§ GIVEN TEXT:
Start

Thursday, April 21, 2011

No More Skill Rolls, Dammit!

First things first...I sure hope everyone had a chance to check out my A-Z post for "R" today, 'cause I really like that one!

Okay...now back to the matter at hand.

I was checking out Grognardia's latest greatest today (doesn't everyone do this?) and while three weeks ago I would have been completely on-board with his thoughts, since play-testing my B/X Shadowrun game, and completely junking skill rolls, I've got to say:

It's not enough.

That is to say, what Mr. Maliszewski concludes (that the answer to "climactic skill roll failure" is to not have a particular climax in mind...i.e. practice non-attachment to outcomes) doesn't resolve it for me. I don't want the CHALLENGE of my game to be "how well can you roll," AKA "how lucky are you."

Or rather, I WANT that to be a part of my game...but I want to minimize it. Combat? Sure....you're fighting someone who is resistant to being hurt (as are the player characters), and the tenseness and general "cluster-f**ked-ness" of a combat situation calls for the occasional Fortunes (or MISfortunes) of War. Likewise with damage and saving throws...damage should be tense and have random elements (a lucky "scratch" versus an unlucky "hole in the head"), and saving throws are, well, Saves...your CHANCE to "get out of jail free."

But skills...no, I'm totally over "random sucking." Forget that noise.

Fortunately, in B/X D&D there is only one class that has skills with random sucking chance...the much maligned thief. The stupid jackass class that started the whole philosophy of random skill percentages in RPGs. Just for THAT I'm tempted to NOT fix it.

But no...two wrongs don't make a right.

Why should the thief have a random chance to fail at their class abilities? Does a fighter fail to wear armor? Does a magic-user fail to cast spells? Yes, clerics have a failure chance at turning undead...at low levels only. They auto-turn everything by 9th level...a level at which thieves still have a 30% chance of blowing a remove traps roll and a 35% chance of missing their hide in shadows.

End

§ STATED TASK A:
Answer these questions from the post on skill rolls:
(i) Which game was the writer play-testing?
(ii) At what level do clerics turn everything automatically?
(iii) At that level, what chance does a thief have of blowing a remove traps roll?
§ STATED TASK B: In the post on skill rolls, shorten the paragraph beginning "Or rather, I WANT that to be a part of my game" into a brief bulleted list that keeps its main points.
§ STATED TASK C: Carry the post on skill rolls forward from its final sentence.
The entries after this point come from a separate source.

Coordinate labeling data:
Start

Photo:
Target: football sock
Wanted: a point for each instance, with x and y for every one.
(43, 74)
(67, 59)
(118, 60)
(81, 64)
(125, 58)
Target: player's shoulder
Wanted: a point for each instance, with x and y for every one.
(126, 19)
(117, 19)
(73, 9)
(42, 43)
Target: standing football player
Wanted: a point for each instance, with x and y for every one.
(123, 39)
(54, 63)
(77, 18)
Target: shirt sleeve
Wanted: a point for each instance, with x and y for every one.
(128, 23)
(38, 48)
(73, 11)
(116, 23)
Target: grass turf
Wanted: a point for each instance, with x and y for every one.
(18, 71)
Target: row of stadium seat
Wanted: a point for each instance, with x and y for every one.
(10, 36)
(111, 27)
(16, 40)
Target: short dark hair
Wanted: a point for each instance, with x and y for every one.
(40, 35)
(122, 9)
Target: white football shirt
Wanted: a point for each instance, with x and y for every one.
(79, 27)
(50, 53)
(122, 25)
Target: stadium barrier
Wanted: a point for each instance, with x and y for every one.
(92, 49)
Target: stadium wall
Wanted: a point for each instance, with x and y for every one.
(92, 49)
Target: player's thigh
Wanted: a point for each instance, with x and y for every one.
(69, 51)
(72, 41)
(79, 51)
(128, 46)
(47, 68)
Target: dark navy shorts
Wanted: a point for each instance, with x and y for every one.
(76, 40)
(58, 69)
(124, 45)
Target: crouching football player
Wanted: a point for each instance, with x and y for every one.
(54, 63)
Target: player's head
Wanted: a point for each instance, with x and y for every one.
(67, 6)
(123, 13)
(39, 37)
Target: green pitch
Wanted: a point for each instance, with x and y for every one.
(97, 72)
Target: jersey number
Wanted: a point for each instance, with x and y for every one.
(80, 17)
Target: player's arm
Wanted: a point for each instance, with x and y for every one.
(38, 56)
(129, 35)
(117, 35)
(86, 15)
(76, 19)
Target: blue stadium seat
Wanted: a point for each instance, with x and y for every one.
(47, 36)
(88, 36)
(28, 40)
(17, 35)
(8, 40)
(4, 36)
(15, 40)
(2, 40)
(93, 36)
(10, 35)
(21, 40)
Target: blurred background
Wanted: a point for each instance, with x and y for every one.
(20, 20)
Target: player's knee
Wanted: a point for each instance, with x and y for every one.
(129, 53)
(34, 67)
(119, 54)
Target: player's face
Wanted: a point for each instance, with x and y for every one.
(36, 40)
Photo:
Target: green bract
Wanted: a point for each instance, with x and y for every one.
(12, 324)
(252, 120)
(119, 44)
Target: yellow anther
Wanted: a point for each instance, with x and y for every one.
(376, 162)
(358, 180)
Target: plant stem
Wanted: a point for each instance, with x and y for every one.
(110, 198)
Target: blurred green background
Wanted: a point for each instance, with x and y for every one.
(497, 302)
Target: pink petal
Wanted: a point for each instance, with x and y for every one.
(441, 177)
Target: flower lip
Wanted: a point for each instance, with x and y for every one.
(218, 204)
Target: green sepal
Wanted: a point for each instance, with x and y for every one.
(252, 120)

End

§ WRITTEN RESPONSE A:
(i) A B/X Shadowrun game.
(ii) 9th level.
(iii) 30%.

§ WRITTEN RESPONSE B:
- The writer wants luck to be part of the game but kept to a minimum.
- Combat should include chance, since both sides resist being hurt and combat is tense and chaotic.
- Damage should be tense and partly random, ranging from a lucky scratch to an unlucky hole in the head.
- Saving throws are a character's chance to "get out of jail free."

§ WRITTEN RESPONSE C:
Nothing like a Name level character having a better than 1 in 3 chance of being discovered by a wandering orc patrol, right? Bullshit.

So here's the deal: thieves in my game will no longer have to roll skill use in my campaign. If they have the skill, they automatically succeed, regardless of level. There are a couple of caveats to this:
  • Attempting to pick the pockets of a character/creature with more levels/hit dice than the thief automatically results in the thief getting caught. The DM is under NO compulsion to tell the thief beforehand what level the target is!
  • Attempting to climb sheer surfaces under abnormally hideous conditions (blizzards and magical wind storms, etc.) may require a climb roll at the usual skill chance as per level.
  • Attempting to open locks, hide in shadows, search for traps, or remove (small) traps requires TIME...one turn per effort (during which time wandering monsters may well be encountered). If a thief attempts to do so at a faster rate (like 1-2 rounds), THEN require the skill roll.
  • No thief may move silently when encumbered by more than 600 coins weight (i.e. the equivalent of wearing metal armor, per the B/X encumbrance rules).
  • I'm tempted to simply remove hear noise as a skill...I'm not sure why the thief's ability to hear should be any different than another character. Let demi-humans have their bone in this regard.

These new rules are going into play effective immediately.

Some may ask, doesn't this make thieves "too powerful?" To which I reply, "what the hell are you talking about?" They still only wear leather armor and (in B/X) roll only D4 for hit points. They still go down like tissue paper if they get embroiled in combat.

BUT NOW they actually have a role and purpose in the party! How many first level thieves to you see trying to disarm that poison needle trap, huh? How many times do they actually try to hide in shadows and sneak up on somebody (or attempting that how many times have they horribly failed and thus been caught and killed?)? I mean, sure...you can fudge dice rolls so that this doesn't happen...but if you're going to do that, then what the heck do you need a dice roll for? Just to hear the sound of the dice hitting the table?

Look, I want my players to think strategy and tactics...I want them to be able to count on the thief's skills the same way that they can count on the fighter to wear armor and take hits or the magic-user to use the spells in his spell book. Sure, a lucky hit can off the fighter or wizard before he gets to "do his thang"...and the same might happen to the thief. But assuming the thief gets through the gauntlet to the place where he can hide or backstab or open the lock or lift the important item off the bad guy, shouldn't you be able to rely on him in that moment?

I think so.

I was pleasantly surprised at how well my "B/X Shadowrun" game ran when I removed skill rolls completely. I can only imagine the same will hold true for real B/X. I'll let y'all know how it works after tonight's game.
; )

32 comments:

  1. Or you could dispense with Thieves entirely?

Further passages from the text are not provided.